_Исходный текст_
********

И крестьянство в целом сознательно шло на совершенное истребление помещичьего класса, не щадя никого, ни женщин, ни детей, ни даже грудных младенцев. Список убитых дворян во время пугачевщины, как сам народ прозвал эпоху «крестьянского прекровожаждущего рыска» на дворян, напечатанный Пушкиным, занимает несколько десятков страниц, но он не полон. Самые усадьбы, разумеется, разгромлялись, имущество разделялось между участниками разгрома, причем делилось положительно все, что попадало под руку — даже обивка мебели и обои. Как и во времена разиновщины, вступил в свои права первобытный коммунизм распределения, прекрасно уживавшийся с полной анархией потребления. Словом, сильно и глубоко всколыхнулось крестьянское царство. Казанская и Нижегородская губернии сразу запылали мятежом, и ясно было, что пожар будет перекидываться всюду, где появятся пугачевские партии, почти безразлично с самим Пугачевым или без него. Слышно было, что и в столицах «чернь», особенно в Москве, волнуется и в нетерпеливом напряжении ждет «освободителя» батюшку Петра Федоровича, как когда-то ждала батюшку Степана Тимофеевича. Немногие оставшиеся в живых и на свободе сообщники Пугачева, яицкие казаки, понимая всю социальную обстановку восстания, звали своего показного главу в поход на Москву; это был смелый план, но при общем сочувствии простого народа предприятию Пугачева, к которому, как к Петру III, тянулось и духовенство и даже купцы, тоже классовые недоброжелатели дворянства, — осуществление этого плана могло увенчаться успехом: Екатерина считала это возможным, и сама некоторое время спала не раздеваясь, готовая бежать за границу с драгоценностями, разложенными по карманам. Но Пугачев не воспользовался предложенным товарищами планом.
Почему? Этот вопрос не безынтересен, но едва ли он может быть разрешен с полной точностью. Одно несомненно: целый ряд обстоятельств отклонил Пугачев от московского пути. Потерпев решительное поражение от регулярного войска под Казанью, Пугачев боялся помериться с ним под Москвой, куда регулярная армия должна была подойти, так как война с турками закончилась; даже если бы Пугачев и занял Москву, он мог бы очутиться в ней, как в мышеловке. С другой стороны, собственное войско Пугачева было уже не прежней русско-азиатской армией: яицких казаков, главного ядра пугачевского войска, в нем было мало, и совсем не было воодушевленных ненавистью к русскому владычеству татаро-башкирских конных ополчений, привыкших владеть оружием, хотя бы и холодным. Во всяком случае, отряды, сформированные на правом берегу Волги из русских крестьян, много уступали прежней русско-азиатской армии, в которую входил и такой энергичный и во многих отношениях пригодный к борьбе элемент, как заводские рабочие.

********

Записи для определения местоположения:
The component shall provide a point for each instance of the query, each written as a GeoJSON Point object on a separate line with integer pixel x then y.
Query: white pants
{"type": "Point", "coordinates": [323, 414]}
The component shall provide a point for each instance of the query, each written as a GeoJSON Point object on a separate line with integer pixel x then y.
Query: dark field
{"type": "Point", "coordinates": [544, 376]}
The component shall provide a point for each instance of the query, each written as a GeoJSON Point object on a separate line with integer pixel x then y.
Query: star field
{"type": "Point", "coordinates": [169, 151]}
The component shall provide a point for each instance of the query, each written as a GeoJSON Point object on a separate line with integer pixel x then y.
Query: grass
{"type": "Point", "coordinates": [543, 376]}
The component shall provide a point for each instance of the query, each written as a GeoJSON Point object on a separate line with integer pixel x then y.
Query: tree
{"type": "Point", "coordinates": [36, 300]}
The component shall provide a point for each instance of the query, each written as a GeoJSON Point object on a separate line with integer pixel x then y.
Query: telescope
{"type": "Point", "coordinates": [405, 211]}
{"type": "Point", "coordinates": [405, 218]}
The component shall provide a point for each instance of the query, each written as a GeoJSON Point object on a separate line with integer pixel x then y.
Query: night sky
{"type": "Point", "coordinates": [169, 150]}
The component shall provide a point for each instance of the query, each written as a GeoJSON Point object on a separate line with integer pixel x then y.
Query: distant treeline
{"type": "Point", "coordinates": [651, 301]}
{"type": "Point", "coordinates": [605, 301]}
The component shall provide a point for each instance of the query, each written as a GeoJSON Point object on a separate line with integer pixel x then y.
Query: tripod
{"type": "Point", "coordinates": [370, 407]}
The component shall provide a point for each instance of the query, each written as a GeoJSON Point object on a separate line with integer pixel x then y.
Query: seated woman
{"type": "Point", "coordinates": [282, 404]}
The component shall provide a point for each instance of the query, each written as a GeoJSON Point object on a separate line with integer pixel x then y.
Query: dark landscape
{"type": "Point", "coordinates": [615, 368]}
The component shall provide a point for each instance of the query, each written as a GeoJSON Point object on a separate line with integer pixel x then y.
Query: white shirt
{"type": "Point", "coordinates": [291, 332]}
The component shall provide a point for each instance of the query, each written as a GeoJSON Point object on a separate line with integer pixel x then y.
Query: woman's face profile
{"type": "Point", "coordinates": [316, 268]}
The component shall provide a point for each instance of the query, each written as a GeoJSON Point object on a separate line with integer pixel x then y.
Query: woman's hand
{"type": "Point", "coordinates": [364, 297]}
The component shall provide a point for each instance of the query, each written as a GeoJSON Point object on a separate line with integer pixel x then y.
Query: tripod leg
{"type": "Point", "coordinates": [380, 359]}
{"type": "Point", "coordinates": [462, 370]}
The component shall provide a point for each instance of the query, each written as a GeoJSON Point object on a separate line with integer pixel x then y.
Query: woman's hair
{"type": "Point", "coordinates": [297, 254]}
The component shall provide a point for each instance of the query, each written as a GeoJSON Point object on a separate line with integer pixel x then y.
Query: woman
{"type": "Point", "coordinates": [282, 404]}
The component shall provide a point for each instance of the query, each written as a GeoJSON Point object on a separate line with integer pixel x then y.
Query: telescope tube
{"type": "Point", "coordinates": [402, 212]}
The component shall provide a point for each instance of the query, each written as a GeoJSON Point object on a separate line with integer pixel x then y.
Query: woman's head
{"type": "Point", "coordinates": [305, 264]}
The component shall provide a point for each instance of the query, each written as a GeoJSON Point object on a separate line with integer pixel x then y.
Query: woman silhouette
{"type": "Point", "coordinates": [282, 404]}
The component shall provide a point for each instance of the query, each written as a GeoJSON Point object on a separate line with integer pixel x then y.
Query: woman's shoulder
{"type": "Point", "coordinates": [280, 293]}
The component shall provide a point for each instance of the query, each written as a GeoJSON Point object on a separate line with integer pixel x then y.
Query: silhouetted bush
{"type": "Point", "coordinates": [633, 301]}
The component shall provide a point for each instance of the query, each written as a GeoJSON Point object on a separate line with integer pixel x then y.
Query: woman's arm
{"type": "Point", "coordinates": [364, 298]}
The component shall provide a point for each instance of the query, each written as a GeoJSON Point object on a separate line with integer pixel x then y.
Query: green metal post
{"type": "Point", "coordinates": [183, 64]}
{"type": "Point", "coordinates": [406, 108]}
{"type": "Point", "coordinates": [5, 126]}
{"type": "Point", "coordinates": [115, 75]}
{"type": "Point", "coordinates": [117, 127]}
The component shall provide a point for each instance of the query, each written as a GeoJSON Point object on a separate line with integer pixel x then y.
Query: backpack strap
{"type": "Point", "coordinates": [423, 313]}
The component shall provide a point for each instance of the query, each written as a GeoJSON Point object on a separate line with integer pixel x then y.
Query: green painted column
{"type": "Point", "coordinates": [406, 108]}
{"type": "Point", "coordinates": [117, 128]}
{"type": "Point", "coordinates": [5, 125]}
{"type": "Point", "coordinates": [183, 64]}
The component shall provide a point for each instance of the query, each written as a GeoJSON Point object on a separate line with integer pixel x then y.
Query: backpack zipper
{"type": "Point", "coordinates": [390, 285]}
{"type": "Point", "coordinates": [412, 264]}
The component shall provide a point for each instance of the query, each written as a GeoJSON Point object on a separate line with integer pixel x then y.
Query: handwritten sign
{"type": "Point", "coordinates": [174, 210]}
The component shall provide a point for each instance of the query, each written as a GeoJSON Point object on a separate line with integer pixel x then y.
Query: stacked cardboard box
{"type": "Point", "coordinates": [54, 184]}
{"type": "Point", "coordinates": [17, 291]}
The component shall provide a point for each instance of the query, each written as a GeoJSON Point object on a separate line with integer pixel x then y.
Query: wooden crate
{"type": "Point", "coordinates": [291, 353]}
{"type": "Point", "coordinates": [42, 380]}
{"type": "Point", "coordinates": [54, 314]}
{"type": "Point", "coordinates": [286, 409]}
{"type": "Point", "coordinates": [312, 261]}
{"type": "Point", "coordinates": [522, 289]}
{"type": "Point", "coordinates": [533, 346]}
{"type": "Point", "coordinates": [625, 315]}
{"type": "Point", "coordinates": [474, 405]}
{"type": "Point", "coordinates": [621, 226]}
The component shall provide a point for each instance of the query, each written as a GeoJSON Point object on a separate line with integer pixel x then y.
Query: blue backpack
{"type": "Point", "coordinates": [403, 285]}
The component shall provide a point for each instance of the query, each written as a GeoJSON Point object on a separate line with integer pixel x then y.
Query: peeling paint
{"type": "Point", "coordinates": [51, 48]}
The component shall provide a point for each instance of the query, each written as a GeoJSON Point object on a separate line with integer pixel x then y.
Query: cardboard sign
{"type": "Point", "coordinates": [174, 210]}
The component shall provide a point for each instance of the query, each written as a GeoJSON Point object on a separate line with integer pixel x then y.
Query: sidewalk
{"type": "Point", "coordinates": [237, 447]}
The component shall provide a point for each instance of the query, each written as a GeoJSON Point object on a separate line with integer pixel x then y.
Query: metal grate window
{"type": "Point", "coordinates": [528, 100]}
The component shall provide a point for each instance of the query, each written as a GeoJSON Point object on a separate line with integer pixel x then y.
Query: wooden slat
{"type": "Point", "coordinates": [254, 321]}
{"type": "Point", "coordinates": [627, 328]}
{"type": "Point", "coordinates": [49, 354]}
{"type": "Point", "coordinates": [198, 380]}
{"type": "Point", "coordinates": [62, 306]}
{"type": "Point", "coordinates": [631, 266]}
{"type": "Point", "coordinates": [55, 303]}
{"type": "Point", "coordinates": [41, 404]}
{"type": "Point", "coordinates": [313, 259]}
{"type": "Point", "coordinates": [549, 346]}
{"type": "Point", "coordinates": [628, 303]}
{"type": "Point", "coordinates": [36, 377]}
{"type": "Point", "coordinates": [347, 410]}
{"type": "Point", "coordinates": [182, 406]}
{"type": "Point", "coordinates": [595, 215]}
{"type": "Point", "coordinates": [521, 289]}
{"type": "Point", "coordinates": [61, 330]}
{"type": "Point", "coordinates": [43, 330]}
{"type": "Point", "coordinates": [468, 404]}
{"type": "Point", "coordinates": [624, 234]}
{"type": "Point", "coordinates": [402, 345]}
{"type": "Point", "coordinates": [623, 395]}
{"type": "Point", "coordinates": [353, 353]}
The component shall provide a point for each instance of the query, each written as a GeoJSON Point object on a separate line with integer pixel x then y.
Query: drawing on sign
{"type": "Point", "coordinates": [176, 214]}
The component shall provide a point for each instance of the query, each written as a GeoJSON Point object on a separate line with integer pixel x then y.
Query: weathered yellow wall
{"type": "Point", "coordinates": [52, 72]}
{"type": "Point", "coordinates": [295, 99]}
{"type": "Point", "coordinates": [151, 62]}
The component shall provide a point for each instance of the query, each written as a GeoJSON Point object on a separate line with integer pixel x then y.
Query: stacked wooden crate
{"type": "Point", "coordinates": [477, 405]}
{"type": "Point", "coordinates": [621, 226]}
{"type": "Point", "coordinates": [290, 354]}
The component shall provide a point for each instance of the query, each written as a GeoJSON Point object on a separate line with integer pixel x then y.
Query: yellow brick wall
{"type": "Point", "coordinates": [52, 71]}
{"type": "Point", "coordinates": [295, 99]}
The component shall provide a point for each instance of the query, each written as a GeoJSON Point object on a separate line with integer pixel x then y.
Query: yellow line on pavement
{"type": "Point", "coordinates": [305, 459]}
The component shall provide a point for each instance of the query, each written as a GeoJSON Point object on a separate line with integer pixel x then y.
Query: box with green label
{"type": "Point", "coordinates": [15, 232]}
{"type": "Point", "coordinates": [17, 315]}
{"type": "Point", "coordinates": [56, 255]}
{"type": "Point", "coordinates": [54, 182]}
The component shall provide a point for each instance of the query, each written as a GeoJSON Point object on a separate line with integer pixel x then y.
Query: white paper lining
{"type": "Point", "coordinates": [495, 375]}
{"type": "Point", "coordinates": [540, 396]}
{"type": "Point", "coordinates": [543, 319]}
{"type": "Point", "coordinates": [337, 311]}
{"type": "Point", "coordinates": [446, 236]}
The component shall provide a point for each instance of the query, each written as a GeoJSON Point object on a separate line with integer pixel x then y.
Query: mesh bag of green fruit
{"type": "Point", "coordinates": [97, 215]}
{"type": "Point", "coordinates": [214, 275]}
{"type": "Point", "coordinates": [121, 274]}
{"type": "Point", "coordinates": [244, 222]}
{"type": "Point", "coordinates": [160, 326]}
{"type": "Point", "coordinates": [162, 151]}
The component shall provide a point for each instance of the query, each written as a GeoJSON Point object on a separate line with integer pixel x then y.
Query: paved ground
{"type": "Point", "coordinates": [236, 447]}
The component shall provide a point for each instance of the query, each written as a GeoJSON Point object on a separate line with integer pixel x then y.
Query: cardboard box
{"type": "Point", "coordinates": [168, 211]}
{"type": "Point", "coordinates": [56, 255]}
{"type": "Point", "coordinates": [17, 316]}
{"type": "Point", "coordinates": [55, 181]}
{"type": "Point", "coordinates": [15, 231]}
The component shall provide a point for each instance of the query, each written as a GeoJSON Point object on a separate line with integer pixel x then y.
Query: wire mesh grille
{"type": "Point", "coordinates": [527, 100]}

********

_Условие задания_
Согласуются ли с текстом о пугачевском восстании следующие утверждения: (a) Екатерина считала поход Пугачева на Москву возможным; (b) Пугачев последовал плану товарищей идти на Москву; (c) в войске, сформированном на правом берегу Волги, было много яицких казаков? Ответьте на каждое «да» или «нет» и приведите решающие слова текста точной цитатой. Отвечайте, опираясь только на текст.

_Ответ на задание_
(a) Да: «Екатерина считала это возможным».
(b) Нет: «Но Пугачев не воспользовался предложенным товарищами планом».
(c) Нет: «яицких казаков, главного ядра пугачевского войска, в нем было мало».